Document text
──────────────────────────────

Wednesday, May 8, 2019

My Mother the RN


Seeing my mother with her hair up in bobby pins was an everyday sight when growing up. She’d keep the bobby pins in until it was time to get ready for work. In her career as a RN, my mother eventually became Charge Nurse of the night shift in the ER. As a kid I never realized what any of that meant. I just remember being put in the back seat of the car next to my older brother when it was time to go with our father to take our mother to work. By that time— she’d fed us, given us baths, put our pajamas on and then— took the bobby pins out of her hair, put on her white nylons with a seam up the back, put on her perfectly ironed, white uniform along with her polished white duty shoes and her starched white cap with a black strip around it that she’d bobby pin to her hair.

──────────────────────────────

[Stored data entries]
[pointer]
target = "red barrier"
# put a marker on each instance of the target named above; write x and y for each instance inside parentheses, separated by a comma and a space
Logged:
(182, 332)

──────────────────────────────

Work instruction A
From "My Mother the RN," output the stretch from "Seeing my mother" through "to her hair." word for word.
Work instruction B
Finish out the next part of the memoir about the mother who worked as a nurse, starting after its final sentence.

Answer space A
Seeing my mother with her hair up in bobby pins was an everyday sight when growing up. She’d keep the bobby pins in until it was time to get ready for work. In her career as a RN, my mother eventually became Charge Nurse of the night shift in the ER. As a kid I never realized what any of that meant. I just remember being put in the back seat of the car next to my older brother when it was time to go with our father to take our mother to work. By that time— she’d fed us, given us baths, put our pajamas on and then— took the bobby pins out of her hair, put on her white nylons with a seam up the back, put on her perfectly ironed, white uniform along with her polished white duty shoes and her starched white cap with a black strip around it that she’d bobby pin to her hair.

Answer space B
Once we were in the car with the engine on and my father at the wheel, my mother would walk out of the house wearing her nurse’s cape with the initials ABHH stitched into the stand-up collar. Not a hair was out of place. The uniform and duty shoes and cap were white as snow. She most always carried a cloth bag with her. With a touch of lipstick and the aroma of her Avon deodorant, she was were ready to go and so were we.

The drive didn’t take very long but I loved every minute of it. My parents conversed in small talk as we rode down familiar streets. Once we went over a bridge spanning a river that connected to another river, my father would take a right at the light and minutes later we’d be entering a circular drive in front of the hospital. He’d stop the car and we each took turns saying goodbye. Most often we were told to be good. We’d watch our mother go into the hospital. Then we’d wait for her to appear in a window a few floors up from the main floor. There she’d wave goodbye to us as our father took us home to bed. More often than not, I’d go back home with red lipstick on my cheek.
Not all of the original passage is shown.